Task directions =
Every record here needs to be written out again exactly.

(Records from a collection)
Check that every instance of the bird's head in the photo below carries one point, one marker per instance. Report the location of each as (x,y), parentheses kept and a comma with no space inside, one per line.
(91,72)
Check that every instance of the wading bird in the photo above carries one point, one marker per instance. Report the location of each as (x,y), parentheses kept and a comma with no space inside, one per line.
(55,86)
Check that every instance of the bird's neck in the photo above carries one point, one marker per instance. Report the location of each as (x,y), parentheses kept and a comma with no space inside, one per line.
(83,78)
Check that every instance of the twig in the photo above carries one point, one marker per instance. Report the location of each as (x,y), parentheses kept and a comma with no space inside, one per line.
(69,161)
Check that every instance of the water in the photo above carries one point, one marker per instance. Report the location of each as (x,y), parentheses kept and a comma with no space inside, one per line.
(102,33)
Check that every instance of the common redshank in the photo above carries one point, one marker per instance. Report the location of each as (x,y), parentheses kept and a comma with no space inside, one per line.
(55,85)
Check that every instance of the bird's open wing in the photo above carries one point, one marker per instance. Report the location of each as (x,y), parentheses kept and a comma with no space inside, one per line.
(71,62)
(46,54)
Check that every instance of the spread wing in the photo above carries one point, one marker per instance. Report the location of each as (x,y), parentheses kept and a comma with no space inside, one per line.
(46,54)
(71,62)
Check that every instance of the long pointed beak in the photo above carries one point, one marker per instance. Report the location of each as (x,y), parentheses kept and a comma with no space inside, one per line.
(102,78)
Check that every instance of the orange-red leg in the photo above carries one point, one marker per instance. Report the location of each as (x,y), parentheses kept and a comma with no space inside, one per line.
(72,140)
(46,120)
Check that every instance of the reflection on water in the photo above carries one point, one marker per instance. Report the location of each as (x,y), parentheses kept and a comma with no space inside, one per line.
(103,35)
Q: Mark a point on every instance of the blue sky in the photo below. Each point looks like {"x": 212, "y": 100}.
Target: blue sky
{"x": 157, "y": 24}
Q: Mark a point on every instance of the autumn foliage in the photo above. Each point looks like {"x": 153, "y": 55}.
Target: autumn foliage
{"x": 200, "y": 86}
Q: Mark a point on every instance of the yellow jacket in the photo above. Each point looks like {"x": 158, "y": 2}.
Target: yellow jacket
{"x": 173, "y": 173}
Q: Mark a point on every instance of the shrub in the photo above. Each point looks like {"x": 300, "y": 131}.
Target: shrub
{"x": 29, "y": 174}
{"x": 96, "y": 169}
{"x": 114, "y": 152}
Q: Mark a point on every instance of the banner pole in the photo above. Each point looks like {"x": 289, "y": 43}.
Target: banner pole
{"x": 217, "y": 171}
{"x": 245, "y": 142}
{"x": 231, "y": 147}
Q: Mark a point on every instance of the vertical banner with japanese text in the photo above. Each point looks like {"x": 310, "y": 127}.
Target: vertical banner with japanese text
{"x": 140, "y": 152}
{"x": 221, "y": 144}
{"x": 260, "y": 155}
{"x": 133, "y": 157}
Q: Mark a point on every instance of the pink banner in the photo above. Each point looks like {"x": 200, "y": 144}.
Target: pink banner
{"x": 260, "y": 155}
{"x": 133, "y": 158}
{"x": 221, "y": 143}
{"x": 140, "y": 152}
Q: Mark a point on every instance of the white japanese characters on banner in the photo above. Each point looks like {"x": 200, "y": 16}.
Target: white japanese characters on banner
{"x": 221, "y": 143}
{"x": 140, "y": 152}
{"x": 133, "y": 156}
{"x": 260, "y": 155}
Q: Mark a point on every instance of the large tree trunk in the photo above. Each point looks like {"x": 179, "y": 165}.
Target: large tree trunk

Answer section =
Check that every instance of the bird's head in the photo below carries one point, one marker per instance. Report the location of each as (x,y), parentheses kept and a comma with no space inside, one per line.
(91,72)
Check that every instance of the wading bird in the photo above carries one point, one marker per instance. Report the location of each as (x,y), parentheses kept and a comma with no space inside, one per line.
(55,86)
Check that every instance of the bird's neck in the photo above carries one point, one marker per instance. Report the location of each as (x,y), parentheses kept and a comma with no space inside, one per line.
(83,78)
Check that every instance of the twig in the photo above carries one point, one marker per instance. Report the location of each as (x,y), parentheses kept and a comma with no space inside, one per line.
(69,161)
Check that every instance of the water in the photo above carries one point, one marker per instance. Report the location of each as (x,y), parentheses kept and a comma with no space inside, one per line.
(102,33)
Check that every instance of the common redshank in the photo above carries one point, one marker per instance. Report the location of each as (x,y), parentheses kept and a comma with no space inside, one per line.
(55,85)
Check that every instance of the bird's open wing in the photo above carries one point, one marker per instance. Report the location of each as (x,y), parentheses kept and a comma with no space inside, one per line.
(71,62)
(46,54)
Check that every instance of the spread wing in the photo above carries one point, one marker per instance. Report the location of each as (x,y), parentheses kept and a comma with no space inside, one per line.
(46,54)
(71,62)
Check that every instance of the long pointed beak in the photo above carries one point, one marker per instance. Report the location of each as (x,y), parentheses kept and a comma with no space inside, one per line.
(102,78)
Check that every instance of the orange-red leg in the photo above carries one point, one marker per instance. Report the location of each as (x,y), parentheses kept and a comma with no space inside, one per line.
(72,140)
(46,120)
Check that every instance of the reflection on water in the photo above carries one point, one marker per instance. Report the location of each as (x,y), parentheses kept and a comma with no space inside, one per line.
(103,35)
Q: Mark a point on every instance of the blue sky in the photo below. Each point looks like {"x": 212, "y": 100}.
Target: blue sky
{"x": 157, "y": 24}
Q: Mark a point on every instance of the autumn foliage in the photo above. Each point looks like {"x": 153, "y": 55}.
Target: autumn foliage
{"x": 200, "y": 86}
Q: Mark a point on every instance of the yellow jacket in the photo above. Each point looks like {"x": 158, "y": 2}.
Target: yellow jacket
{"x": 173, "y": 173}
Q: Mark a point on every instance of the shrub in the photo above. Each point looks like {"x": 300, "y": 131}.
Target: shrub
{"x": 29, "y": 174}
{"x": 96, "y": 169}
{"x": 114, "y": 152}
Q: Mark a point on every instance of the banner pole in the photo above. Each point looks like {"x": 289, "y": 43}.
Target: banner pole
{"x": 217, "y": 171}
{"x": 245, "y": 142}
{"x": 231, "y": 147}
Q: Mark a point on every instance of the vertical banner with japanese text in the photo above. Each point looks like {"x": 310, "y": 127}.
Target: vertical banner with japanese text
{"x": 140, "y": 152}
{"x": 221, "y": 144}
{"x": 260, "y": 155}
{"x": 133, "y": 157}
Q: Mark a point on every instance of the pink banner in the photo above. Each point looks like {"x": 200, "y": 144}.
Target: pink banner
{"x": 260, "y": 155}
{"x": 133, "y": 158}
{"x": 221, "y": 143}
{"x": 140, "y": 152}
Q: Mark a point on every instance of the white japanese characters on banner in the photo above. Each point looks like {"x": 200, "y": 16}.
Target: white japanese characters on banner
{"x": 221, "y": 143}
{"x": 140, "y": 152}
{"x": 133, "y": 156}
{"x": 260, "y": 155}
Q: Mark a point on every instance of the large tree trunk in the photo above. Each point looks like {"x": 179, "y": 165}.
Target: large tree trunk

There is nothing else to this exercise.